> Directive:
Find every line in the listing below that contains the string "tree" and copy each of those lines in full. Case counts.

> Records provided:
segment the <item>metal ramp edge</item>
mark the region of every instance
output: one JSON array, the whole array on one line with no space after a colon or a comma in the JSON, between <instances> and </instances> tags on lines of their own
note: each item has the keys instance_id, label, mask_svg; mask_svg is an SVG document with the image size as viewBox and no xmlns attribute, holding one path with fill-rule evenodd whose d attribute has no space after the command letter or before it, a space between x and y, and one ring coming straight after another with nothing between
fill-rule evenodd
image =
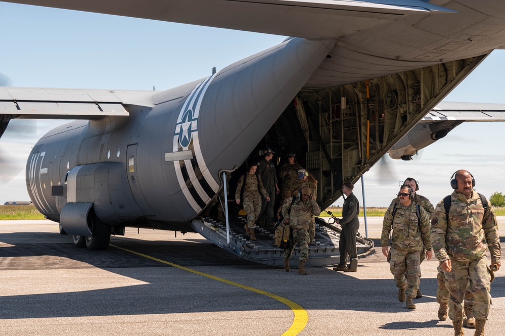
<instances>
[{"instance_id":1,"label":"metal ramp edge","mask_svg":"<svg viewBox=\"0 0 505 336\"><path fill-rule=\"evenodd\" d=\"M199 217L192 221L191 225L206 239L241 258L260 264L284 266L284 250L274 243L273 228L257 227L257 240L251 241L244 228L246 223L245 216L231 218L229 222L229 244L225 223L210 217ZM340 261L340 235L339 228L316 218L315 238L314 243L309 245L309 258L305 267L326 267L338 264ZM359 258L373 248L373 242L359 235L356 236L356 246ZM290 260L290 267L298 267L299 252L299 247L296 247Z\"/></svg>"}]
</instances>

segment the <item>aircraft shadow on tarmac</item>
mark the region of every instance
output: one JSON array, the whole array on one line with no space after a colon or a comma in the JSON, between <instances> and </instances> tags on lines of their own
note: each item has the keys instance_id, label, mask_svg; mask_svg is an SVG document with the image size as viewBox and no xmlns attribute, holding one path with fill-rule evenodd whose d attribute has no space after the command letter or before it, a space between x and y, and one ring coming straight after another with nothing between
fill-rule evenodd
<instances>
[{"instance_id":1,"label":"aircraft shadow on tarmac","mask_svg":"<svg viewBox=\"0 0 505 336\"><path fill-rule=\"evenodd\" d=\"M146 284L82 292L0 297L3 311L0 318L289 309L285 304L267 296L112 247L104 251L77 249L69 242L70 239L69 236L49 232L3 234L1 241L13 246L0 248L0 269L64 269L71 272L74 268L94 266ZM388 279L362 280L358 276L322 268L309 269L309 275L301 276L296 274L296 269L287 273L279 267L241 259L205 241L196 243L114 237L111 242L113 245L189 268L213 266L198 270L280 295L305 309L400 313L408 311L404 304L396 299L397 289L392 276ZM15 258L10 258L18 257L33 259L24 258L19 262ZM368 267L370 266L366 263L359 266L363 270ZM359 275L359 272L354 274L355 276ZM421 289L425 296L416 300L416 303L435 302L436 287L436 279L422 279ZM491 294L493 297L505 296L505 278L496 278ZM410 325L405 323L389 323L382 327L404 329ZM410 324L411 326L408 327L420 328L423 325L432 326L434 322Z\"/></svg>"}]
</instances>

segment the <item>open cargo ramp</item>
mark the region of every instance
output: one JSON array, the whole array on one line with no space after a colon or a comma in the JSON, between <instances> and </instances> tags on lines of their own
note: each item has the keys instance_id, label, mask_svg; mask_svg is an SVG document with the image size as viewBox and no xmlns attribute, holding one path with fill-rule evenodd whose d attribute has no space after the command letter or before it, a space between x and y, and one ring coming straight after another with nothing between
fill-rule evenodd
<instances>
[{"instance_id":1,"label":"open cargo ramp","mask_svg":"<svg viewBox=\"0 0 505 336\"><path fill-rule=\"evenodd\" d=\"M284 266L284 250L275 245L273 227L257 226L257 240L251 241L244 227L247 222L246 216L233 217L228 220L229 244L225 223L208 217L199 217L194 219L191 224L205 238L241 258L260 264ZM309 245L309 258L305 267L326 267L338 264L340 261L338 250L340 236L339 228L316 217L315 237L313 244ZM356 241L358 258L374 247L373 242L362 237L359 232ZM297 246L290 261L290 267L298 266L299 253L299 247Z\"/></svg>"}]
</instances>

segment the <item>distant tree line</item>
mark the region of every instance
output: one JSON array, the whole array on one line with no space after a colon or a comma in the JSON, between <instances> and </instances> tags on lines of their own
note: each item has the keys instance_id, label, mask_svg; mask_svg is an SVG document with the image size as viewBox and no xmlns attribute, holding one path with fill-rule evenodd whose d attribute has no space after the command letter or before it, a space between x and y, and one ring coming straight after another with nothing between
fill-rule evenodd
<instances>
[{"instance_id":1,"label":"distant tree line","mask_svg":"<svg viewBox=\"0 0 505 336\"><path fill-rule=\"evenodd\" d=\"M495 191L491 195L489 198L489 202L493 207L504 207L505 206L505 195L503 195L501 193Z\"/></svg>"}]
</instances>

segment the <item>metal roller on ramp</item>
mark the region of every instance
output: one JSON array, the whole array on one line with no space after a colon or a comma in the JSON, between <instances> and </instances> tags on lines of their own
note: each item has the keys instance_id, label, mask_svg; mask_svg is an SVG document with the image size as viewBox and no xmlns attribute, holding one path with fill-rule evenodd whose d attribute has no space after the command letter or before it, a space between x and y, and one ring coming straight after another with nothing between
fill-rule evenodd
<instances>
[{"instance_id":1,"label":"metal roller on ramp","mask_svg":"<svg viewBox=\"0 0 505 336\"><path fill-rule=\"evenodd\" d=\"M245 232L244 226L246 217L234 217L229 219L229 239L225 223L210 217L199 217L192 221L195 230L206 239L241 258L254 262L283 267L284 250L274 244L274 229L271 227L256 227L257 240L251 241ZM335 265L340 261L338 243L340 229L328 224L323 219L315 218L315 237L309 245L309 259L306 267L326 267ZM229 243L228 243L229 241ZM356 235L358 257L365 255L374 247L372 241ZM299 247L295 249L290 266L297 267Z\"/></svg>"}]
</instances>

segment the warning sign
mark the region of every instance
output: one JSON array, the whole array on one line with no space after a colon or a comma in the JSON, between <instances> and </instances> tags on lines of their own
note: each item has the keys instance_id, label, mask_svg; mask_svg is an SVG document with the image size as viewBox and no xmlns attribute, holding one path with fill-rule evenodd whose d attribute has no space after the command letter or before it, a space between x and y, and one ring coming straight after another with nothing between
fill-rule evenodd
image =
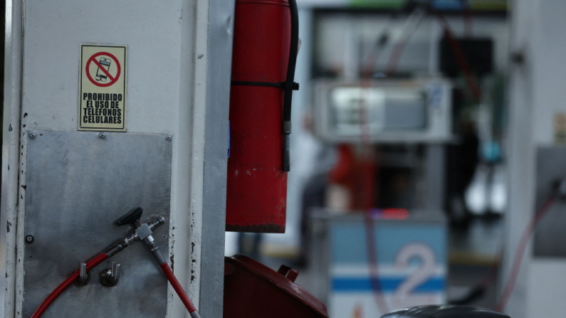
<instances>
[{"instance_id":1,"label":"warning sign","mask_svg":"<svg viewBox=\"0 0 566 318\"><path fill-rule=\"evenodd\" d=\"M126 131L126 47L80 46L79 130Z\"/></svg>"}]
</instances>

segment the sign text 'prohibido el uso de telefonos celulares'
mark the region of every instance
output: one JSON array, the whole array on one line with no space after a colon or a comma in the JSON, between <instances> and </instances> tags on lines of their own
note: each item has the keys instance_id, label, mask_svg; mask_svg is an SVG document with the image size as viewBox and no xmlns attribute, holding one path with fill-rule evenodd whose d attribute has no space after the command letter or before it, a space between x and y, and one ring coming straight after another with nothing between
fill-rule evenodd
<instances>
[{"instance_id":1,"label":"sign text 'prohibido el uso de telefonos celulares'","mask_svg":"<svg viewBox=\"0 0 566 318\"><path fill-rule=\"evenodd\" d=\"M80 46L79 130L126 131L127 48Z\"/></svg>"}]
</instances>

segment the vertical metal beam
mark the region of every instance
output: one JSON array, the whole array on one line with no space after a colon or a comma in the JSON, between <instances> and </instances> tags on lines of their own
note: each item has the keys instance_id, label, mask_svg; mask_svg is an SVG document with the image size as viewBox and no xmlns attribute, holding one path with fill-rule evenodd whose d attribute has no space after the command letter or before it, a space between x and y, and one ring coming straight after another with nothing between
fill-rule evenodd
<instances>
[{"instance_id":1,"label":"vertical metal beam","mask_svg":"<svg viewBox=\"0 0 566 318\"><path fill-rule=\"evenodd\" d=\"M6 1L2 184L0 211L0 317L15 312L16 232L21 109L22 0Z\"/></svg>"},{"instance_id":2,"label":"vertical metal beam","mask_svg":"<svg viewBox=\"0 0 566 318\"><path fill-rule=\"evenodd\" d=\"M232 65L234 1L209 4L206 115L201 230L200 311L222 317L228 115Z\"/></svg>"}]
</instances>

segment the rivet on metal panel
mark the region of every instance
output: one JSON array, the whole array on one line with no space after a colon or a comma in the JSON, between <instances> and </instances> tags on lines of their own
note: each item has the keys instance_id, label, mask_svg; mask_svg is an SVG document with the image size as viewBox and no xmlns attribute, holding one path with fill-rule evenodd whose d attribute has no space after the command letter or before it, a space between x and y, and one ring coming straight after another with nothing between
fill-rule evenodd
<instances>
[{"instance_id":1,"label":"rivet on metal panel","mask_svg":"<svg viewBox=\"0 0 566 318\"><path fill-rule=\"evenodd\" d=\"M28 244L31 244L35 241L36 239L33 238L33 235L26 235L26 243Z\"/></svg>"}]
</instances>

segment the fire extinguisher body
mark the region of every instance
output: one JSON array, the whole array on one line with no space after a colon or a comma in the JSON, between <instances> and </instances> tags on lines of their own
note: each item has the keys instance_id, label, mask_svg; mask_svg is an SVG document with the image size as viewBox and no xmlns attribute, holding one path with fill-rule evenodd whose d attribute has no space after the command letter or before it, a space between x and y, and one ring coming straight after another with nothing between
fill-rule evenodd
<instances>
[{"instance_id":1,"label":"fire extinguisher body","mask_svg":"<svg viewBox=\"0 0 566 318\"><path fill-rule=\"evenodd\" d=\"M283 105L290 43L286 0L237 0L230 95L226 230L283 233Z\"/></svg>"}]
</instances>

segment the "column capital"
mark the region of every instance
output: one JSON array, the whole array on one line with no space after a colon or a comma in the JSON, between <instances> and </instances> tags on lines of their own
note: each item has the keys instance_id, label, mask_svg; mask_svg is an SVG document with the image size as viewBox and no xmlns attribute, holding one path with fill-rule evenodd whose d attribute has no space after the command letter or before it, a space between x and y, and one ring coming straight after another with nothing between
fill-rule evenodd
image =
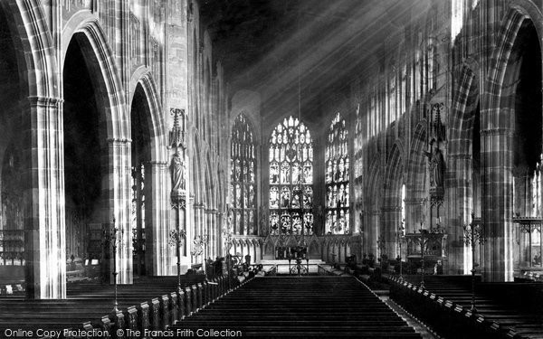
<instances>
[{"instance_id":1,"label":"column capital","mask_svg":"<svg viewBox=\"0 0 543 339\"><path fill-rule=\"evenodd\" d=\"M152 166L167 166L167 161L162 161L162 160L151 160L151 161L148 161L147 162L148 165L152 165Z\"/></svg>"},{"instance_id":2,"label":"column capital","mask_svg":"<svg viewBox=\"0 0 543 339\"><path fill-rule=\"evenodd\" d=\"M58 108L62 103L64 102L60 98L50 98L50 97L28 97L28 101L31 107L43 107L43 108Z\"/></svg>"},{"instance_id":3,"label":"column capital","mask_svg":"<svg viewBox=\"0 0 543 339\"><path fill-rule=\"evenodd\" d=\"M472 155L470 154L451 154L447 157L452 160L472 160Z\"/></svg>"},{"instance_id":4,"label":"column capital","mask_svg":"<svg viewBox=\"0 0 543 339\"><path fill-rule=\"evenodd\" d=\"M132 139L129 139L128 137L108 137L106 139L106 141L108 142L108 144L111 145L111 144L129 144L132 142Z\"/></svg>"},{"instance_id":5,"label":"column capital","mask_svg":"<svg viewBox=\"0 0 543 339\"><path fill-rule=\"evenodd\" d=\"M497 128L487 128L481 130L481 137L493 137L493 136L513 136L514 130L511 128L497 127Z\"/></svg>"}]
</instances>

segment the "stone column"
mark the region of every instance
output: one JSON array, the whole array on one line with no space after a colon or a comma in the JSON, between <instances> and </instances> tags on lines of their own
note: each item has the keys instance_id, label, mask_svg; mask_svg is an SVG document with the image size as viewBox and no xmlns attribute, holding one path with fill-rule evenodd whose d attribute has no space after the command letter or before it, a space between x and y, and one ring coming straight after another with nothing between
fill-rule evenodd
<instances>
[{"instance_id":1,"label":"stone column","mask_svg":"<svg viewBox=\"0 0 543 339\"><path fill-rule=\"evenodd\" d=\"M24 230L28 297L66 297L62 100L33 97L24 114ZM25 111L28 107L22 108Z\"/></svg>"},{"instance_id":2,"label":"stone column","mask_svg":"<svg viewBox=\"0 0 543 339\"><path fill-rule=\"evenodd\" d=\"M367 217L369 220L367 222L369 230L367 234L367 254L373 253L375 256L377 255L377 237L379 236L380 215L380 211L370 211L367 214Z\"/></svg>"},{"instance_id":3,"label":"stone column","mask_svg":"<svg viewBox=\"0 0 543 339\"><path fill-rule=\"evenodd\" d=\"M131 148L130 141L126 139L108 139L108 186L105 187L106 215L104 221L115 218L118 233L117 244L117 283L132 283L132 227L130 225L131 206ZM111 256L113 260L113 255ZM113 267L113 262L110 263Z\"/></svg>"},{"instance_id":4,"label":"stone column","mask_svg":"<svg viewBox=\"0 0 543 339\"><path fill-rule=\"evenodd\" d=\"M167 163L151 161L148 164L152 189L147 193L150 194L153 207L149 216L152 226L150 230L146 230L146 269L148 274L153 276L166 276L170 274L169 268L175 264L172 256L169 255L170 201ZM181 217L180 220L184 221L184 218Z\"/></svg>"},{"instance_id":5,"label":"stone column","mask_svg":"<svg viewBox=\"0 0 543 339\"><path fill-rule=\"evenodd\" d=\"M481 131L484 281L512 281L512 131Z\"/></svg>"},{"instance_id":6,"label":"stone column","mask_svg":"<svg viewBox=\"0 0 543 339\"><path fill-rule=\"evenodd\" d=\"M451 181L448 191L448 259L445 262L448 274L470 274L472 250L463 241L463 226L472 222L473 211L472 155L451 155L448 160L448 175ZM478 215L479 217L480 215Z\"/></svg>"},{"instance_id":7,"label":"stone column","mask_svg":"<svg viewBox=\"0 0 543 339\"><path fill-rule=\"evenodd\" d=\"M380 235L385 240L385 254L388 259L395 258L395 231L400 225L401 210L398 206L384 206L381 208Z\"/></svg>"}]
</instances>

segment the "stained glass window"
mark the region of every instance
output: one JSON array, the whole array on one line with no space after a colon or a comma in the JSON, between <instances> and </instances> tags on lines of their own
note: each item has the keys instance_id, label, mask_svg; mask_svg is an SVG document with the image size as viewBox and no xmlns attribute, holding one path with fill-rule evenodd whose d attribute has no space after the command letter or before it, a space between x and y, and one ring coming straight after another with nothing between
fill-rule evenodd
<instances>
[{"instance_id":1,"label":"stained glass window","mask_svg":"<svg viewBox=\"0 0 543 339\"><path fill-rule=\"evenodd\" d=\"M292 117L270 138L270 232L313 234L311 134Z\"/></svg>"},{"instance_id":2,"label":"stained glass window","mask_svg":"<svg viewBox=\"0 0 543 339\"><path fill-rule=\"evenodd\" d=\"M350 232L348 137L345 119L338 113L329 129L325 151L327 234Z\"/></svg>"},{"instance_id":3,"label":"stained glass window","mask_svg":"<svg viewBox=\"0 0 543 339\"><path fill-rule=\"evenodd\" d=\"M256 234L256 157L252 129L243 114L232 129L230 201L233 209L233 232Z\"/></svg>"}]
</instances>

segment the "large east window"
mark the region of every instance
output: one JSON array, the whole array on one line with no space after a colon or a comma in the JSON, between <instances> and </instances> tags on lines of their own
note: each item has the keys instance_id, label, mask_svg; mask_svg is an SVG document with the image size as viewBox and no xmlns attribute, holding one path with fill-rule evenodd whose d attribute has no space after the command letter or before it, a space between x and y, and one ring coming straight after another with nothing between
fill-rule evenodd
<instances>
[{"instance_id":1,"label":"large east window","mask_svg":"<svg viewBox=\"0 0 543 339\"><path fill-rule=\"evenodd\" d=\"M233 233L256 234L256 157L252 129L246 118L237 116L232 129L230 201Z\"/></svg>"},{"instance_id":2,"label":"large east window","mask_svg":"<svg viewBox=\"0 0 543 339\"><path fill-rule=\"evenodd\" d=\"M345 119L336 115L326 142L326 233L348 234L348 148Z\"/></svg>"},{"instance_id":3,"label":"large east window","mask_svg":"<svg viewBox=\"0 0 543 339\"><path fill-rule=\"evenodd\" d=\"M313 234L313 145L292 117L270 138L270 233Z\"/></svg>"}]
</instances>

> Completed exercise:
segment the <item>distant tree line</item>
[{"instance_id":1,"label":"distant tree line","mask_svg":"<svg viewBox=\"0 0 505 336\"><path fill-rule=\"evenodd\" d=\"M495 191L491 195L489 198L489 202L493 207L504 207L505 206L505 195L503 195L501 193Z\"/></svg>"}]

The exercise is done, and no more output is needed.